> [Goals]
- A) In the discussion of USD hooks, what does pull request #108823 currently implement?
- B) Copy the stretch of the USD hooks discussion from "I've provided a" through "on each project.".

> [Passage]
I've provided a simple example implementations of a new
bpy.types.USDHook class type which defines the callbacks as member functions and which can be sub classed and registered in add-ons. A prototype implementation of this strategy is in pull request #108823.
I welcome feedback and further discussion of these ideas.
Thanks for posting this Michael. Having a chaser like functionality would be a huge benefit for many pipelines.
Just to give a better sense of the use case, each project at a studio may have different export needs. For example, custom schema data to enable features in their game engine. Currently this requires either of two approaches:
Either there's a fork of Blender for every project with the changes added in. This has a lot of overhead in keeping Blender versions in sync across projects, managing diffs and requires someone who's adept at C++ on each project.
Or you have a new operator that wraps the default exporter. This is easier than the forked version, however every single parameter needs to be forwarded up resulting in duplicated work, and there's overhead in that approach too.
Additionally, for non-studio use, this allows other add-ons to extend use cases for users. For example, if an add-on has bespoke data within Blender that it wants to persist in the export/import of USD. It's beholden to the same issues as above.
Chasers would solve both issues, since each project and add-on can maintain their own list of chasers that let them tailor IO in Blender to their needs. It would give the users a lot more flexibility without encumbering the Blender project itself for adding support for everything directly.
I agree with your description, and prognosis that it makes most sense to start with the USD module first. As you said, future iterations could let chasers identify which IO operators they support, but USD is a great place to start with it, and keeps things simple and contained for the time being.
My one change would be (and I think it was implied:
On Import/Export. Called immediately after import and before export, respectively.
I would say "before export finalizes" instead, because I think we'd want it to run after the brunt of the export code has run, but before its actually saved the file to disk. That way chasers can modify the contents as needed.
I think this change would be very welcome by the community, especially those in studios. Personally, its been a huge accelerator for pipeline workflows in other DCCs.
Thanks, Dhruv! Those are great examples of use-cases, and I completely agree with your points. Good catch regarding the description of the "on-export" chaser. I made the change.
I believe this has been addressed by the merge of !108823, closing.
Thanks @mont29! I just wanted to note that #108823 currently implements the export hooks only, but the same design and framework can be used to support import hooks as well, so I agree it's appropriate to close the current task. We can implement import hooks in a separate pull request in the future.

> [Supplied information]
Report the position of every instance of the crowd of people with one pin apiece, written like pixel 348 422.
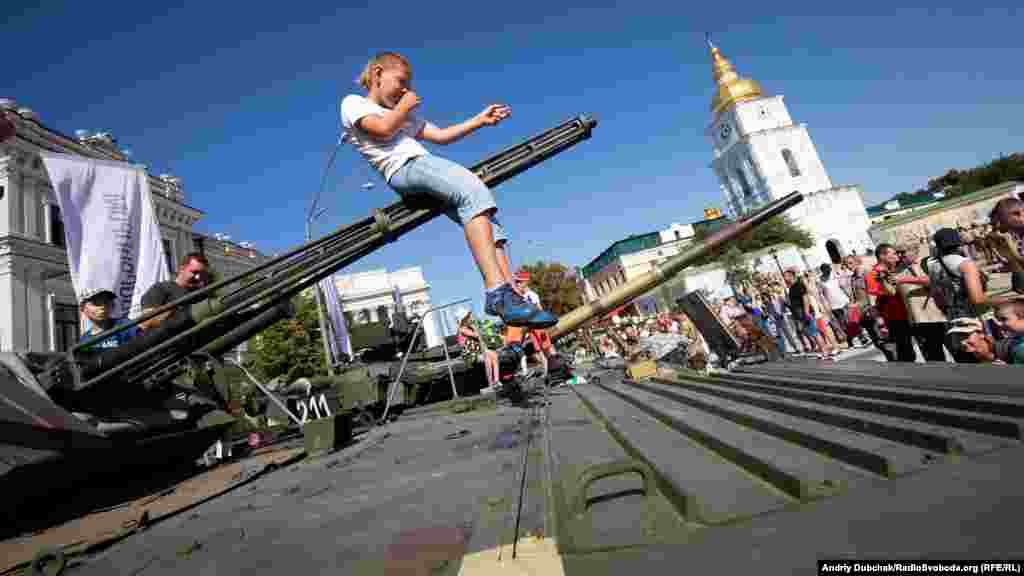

> [Task-by-task solutions]
- A) The export hooks only.

- B)
I've provided a simple example implementations of a new
bpy.types.USDHook class type which defines the callbacks as member functions and which can be sub classed and registered in add-ons. A prototype implementation of this strategy is in pull request #108823.
I welcome feedback and further discussion of these ideas.
Thanks for posting this Michael. Having a chaser like functionality would be a huge benefit for many pipelines.
Just to give a better sense of the use case, each project at a studio may have different export needs. For example, custom schema data to enable features in their game engine. Currently this requires either of two approaches:
Either there's a fork of Blender for every project with the changes added in. This has a lot of overhead in keeping Blender versions in sync across projects, managing diffs and requires someone who's adept at C++ on each project.